+++ GIVEN DATA +++

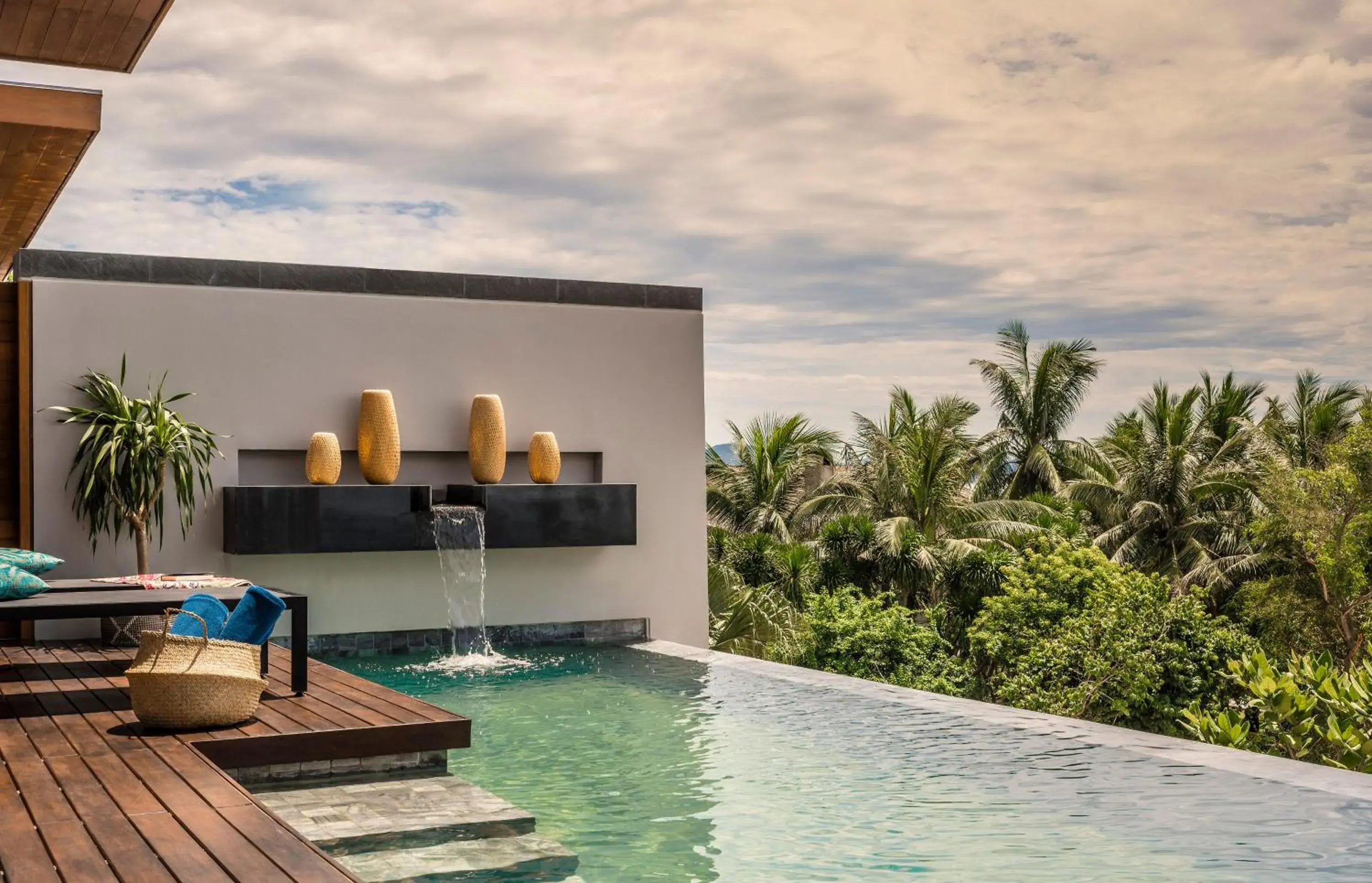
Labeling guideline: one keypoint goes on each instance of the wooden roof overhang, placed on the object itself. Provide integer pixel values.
(102, 35)
(43, 135)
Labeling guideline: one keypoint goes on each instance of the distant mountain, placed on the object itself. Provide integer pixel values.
(726, 454)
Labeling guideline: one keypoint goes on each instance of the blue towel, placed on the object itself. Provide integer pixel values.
(205, 606)
(254, 619)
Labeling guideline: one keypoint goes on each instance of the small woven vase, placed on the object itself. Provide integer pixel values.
(545, 461)
(324, 461)
(486, 440)
(378, 438)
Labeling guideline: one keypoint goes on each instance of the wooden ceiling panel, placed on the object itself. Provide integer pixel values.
(43, 135)
(105, 35)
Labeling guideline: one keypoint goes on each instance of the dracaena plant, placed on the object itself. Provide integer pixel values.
(131, 450)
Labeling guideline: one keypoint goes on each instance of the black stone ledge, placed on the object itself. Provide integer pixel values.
(172, 271)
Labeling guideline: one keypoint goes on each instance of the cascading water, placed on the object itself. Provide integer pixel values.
(460, 540)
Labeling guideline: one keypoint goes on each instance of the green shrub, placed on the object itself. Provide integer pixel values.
(870, 638)
(1073, 634)
(1312, 712)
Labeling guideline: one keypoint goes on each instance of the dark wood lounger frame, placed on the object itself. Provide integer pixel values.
(81, 599)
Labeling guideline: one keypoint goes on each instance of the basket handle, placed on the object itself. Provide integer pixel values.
(166, 621)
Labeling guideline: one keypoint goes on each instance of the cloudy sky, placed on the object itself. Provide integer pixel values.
(865, 188)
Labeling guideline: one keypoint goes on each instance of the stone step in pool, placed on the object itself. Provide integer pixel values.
(525, 857)
(360, 816)
(420, 827)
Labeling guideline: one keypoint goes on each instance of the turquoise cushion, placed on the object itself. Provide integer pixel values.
(16, 584)
(25, 560)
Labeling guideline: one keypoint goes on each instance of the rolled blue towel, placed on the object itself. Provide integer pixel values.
(205, 606)
(253, 620)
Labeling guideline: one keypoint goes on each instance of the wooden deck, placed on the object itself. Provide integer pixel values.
(88, 794)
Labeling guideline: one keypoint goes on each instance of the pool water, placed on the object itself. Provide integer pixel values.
(660, 768)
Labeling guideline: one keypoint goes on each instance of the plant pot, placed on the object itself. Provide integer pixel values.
(324, 461)
(378, 438)
(545, 461)
(486, 440)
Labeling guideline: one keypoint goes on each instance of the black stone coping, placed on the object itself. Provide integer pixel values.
(295, 520)
(172, 271)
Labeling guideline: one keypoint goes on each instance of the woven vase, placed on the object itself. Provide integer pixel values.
(545, 461)
(486, 440)
(324, 461)
(378, 438)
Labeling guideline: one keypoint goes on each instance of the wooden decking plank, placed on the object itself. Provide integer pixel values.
(283, 845)
(332, 708)
(68, 715)
(393, 709)
(239, 856)
(182, 853)
(35, 709)
(212, 785)
(124, 786)
(131, 859)
(76, 855)
(361, 684)
(40, 791)
(24, 857)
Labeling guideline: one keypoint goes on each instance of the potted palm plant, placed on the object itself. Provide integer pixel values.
(132, 448)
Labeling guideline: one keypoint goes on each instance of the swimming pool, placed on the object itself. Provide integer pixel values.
(688, 765)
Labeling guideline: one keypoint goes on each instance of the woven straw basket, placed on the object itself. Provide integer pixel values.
(183, 683)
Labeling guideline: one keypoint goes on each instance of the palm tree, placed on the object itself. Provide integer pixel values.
(1313, 418)
(774, 487)
(125, 457)
(750, 620)
(911, 474)
(1038, 398)
(1227, 407)
(1172, 498)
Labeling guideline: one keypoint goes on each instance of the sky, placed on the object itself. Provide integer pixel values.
(866, 190)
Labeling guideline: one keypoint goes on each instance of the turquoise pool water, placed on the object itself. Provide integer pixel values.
(659, 768)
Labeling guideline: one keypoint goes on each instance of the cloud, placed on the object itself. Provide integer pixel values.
(865, 191)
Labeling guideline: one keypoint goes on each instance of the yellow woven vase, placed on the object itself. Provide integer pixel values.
(486, 440)
(545, 461)
(324, 461)
(378, 438)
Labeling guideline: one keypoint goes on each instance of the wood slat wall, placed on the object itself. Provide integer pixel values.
(105, 35)
(10, 466)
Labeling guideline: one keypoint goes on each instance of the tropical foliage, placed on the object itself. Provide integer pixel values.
(1141, 579)
(1312, 711)
(1073, 634)
(127, 454)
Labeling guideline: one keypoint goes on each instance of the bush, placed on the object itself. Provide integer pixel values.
(1312, 712)
(1075, 634)
(869, 638)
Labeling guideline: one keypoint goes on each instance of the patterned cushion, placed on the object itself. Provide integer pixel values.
(16, 584)
(25, 560)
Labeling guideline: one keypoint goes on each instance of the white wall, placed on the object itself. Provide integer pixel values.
(272, 367)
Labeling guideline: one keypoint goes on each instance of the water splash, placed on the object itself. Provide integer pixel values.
(460, 540)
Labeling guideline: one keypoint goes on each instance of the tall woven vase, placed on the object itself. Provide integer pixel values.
(378, 438)
(324, 461)
(486, 440)
(545, 459)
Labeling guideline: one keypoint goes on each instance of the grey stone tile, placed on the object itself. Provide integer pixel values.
(509, 289)
(315, 278)
(125, 268)
(600, 293)
(205, 272)
(36, 263)
(415, 283)
(674, 297)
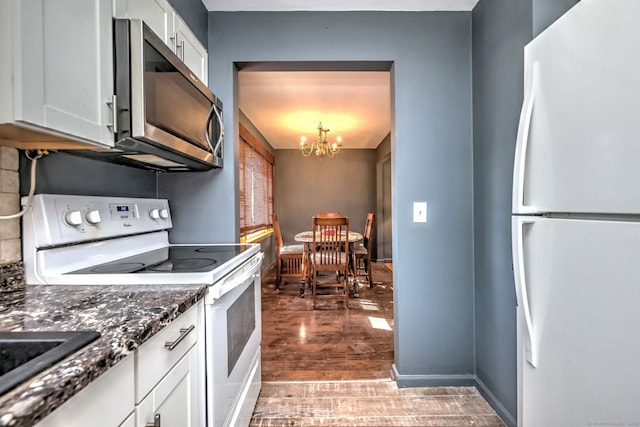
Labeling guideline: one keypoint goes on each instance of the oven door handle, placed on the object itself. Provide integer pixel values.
(250, 270)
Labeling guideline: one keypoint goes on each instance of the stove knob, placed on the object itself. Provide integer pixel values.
(93, 217)
(73, 218)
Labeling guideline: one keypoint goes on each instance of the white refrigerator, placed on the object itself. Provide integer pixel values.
(576, 220)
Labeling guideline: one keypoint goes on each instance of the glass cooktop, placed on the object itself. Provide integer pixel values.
(171, 259)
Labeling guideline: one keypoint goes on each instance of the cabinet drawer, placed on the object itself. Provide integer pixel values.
(154, 359)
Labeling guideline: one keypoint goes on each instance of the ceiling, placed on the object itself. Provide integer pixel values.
(338, 5)
(284, 105)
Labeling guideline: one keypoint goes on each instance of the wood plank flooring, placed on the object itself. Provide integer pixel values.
(331, 366)
(331, 342)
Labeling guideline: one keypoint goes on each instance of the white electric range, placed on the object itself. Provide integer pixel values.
(90, 240)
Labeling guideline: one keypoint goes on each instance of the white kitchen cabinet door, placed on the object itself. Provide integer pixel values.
(167, 24)
(175, 398)
(157, 14)
(129, 422)
(190, 50)
(63, 67)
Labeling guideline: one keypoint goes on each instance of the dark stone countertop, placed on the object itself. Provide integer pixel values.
(126, 316)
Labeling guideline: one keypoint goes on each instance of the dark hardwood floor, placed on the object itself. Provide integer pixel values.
(331, 366)
(331, 342)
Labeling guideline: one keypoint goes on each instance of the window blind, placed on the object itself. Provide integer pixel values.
(256, 184)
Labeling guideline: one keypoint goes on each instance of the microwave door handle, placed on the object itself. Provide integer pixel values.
(214, 110)
(218, 113)
(206, 127)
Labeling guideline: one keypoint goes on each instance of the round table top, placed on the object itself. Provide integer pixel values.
(307, 237)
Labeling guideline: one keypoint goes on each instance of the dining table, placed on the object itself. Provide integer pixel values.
(306, 237)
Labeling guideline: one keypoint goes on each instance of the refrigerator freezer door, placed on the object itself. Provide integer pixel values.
(578, 147)
(582, 280)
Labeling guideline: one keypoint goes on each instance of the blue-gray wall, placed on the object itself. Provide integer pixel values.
(62, 173)
(431, 161)
(500, 32)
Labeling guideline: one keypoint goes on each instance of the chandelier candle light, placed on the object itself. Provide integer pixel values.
(321, 146)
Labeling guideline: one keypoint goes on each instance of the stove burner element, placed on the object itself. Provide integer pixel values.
(123, 267)
(189, 264)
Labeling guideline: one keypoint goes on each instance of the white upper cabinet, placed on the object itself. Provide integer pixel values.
(189, 49)
(163, 20)
(60, 68)
(157, 14)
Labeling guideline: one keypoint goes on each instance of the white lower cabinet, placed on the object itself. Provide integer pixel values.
(173, 401)
(161, 385)
(168, 380)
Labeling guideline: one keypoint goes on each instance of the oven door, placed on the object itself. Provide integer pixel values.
(233, 332)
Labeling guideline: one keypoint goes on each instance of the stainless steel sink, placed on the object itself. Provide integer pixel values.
(25, 354)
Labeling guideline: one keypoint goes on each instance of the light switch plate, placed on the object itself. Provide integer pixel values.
(419, 211)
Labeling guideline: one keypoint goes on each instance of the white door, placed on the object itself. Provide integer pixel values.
(578, 289)
(581, 152)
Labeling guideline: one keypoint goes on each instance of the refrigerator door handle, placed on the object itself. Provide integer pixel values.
(531, 348)
(522, 141)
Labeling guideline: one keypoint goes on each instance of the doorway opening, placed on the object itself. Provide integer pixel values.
(309, 344)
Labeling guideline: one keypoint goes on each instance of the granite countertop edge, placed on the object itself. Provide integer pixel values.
(126, 317)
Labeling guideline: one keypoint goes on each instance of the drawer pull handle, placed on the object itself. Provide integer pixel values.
(156, 422)
(169, 345)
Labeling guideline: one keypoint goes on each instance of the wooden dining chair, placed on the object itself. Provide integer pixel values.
(362, 252)
(330, 259)
(289, 258)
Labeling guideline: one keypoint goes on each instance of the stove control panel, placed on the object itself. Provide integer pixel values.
(55, 219)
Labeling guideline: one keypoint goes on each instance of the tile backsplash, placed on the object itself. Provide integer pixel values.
(9, 204)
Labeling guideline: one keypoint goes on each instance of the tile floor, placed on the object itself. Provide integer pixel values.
(370, 404)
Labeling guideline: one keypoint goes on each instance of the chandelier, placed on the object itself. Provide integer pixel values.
(321, 146)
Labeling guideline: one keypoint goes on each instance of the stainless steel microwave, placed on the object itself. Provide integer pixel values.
(166, 118)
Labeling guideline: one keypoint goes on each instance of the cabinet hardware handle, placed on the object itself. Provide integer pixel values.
(112, 104)
(156, 422)
(181, 47)
(169, 345)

+++

Repeat exactly the lines from the one containing "the refrigerator door" through the last line of the records above, both included, and nothing else.

Labeling guideline: one keypoint goes on each instance of the refrigerator door handle, placed on the object itself. Provide integer pixel values.
(531, 348)
(522, 141)
Labeling guideline: one keypoint goes on each instance of the doorway opening, placed on the object itself. Provide integer pixel values.
(309, 344)
Labeling guideline: one keypoint goes on each instance of the granite countertop edge, placed on the object itself. Provide integer pixel values.
(126, 317)
Labeling guideline: one keypoint goes on each instance of the drawer pull handle, placed on the object itself. Provide integer pixel values.
(156, 422)
(169, 345)
Labeling guideline: one keypoint goes on each instance of the wooden dining chair, placed on the object itself. Provide integer pixel values.
(362, 252)
(330, 259)
(289, 258)
Labeling guideline: one keypoint goes on each instance of the stove control panel, placed on the object itself. Provide integer pixel values.
(55, 219)
Labeling guideline: one keypoint goes on each instance of the tile backsplash, placed on the object itself. Provide integer pixel values.
(9, 204)
Labeling guideline: one keypoint goes on each instance of the tile floor, placed on the object itself. Provide integer pixel values.
(370, 404)
Labeling guideline: one keypoint goes on each instance of the chandelier, placed on the object itself. Provide integer pixel values.
(321, 146)
Labeling guideline: one keypoint goes on each instance of the stainless steel microwave, placed on the object itself. Provide integer pixel values.
(166, 118)
Labeling guideline: one keypoint goes on each instance of the cabinet hardware handle, placed on the object itself. Provide integer pixel values.
(112, 104)
(156, 422)
(181, 47)
(169, 345)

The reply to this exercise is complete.